*Task to carry out*:
Return every line unchanged, starting with the first line of the rows and going on through the line that contains "pixel 290 270", including that line.

— Start Records to process —

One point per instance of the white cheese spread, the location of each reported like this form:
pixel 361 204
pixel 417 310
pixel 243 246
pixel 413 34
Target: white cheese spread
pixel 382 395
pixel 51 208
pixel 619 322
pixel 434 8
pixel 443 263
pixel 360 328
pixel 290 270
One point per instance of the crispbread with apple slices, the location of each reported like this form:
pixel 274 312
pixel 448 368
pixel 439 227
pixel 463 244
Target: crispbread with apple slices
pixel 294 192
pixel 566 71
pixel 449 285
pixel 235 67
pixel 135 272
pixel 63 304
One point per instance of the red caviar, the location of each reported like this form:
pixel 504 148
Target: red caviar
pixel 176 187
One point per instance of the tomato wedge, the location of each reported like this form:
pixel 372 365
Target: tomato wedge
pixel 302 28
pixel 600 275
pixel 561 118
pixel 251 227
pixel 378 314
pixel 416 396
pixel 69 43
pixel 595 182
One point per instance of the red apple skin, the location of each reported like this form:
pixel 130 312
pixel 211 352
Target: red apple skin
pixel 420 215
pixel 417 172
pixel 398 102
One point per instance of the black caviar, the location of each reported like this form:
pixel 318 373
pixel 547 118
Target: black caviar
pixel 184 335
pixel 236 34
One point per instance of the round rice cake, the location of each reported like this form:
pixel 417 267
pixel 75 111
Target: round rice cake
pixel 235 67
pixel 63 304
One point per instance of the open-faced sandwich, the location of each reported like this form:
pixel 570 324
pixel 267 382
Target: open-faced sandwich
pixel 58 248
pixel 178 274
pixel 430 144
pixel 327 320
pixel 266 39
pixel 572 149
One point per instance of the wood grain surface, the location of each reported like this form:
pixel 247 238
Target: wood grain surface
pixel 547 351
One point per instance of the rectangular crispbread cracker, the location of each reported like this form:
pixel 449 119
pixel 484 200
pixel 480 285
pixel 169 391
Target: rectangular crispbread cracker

— End Records to process —

*Output below*:
One point per instance of the white cheese spread, the location of each reported like this form:
pixel 361 204
pixel 417 310
pixel 243 246
pixel 413 34
Target: white cheese spread
pixel 382 395
pixel 51 208
pixel 619 322
pixel 434 8
pixel 443 263
pixel 360 328
pixel 290 270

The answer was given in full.